■ Your instructions: Could you convert every line of the records into a Markdown table with the columns "Row" and "Line", numbering each row and omitting blank lines?

■ Given records:
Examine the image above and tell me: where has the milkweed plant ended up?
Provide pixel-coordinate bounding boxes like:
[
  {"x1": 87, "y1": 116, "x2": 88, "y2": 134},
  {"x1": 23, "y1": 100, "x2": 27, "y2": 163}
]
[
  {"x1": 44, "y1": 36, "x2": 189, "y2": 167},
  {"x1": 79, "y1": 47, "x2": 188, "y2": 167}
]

■ Task response:
| Row | Line |
|---|---|
| 1 | Examine the image above and tell me: where has the milkweed plant ended up? |
| 2 | Provide pixel-coordinate bounding boxes like: |
| 3 | [ |
| 4 |   {"x1": 87, "y1": 116, "x2": 88, "y2": 134}, |
| 5 |   {"x1": 23, "y1": 100, "x2": 27, "y2": 163} |
| 6 | ] |
| 7 | [ |
| 8 |   {"x1": 44, "y1": 36, "x2": 189, "y2": 167}, |
| 9 |   {"x1": 79, "y1": 47, "x2": 188, "y2": 167} |
| 10 | ] |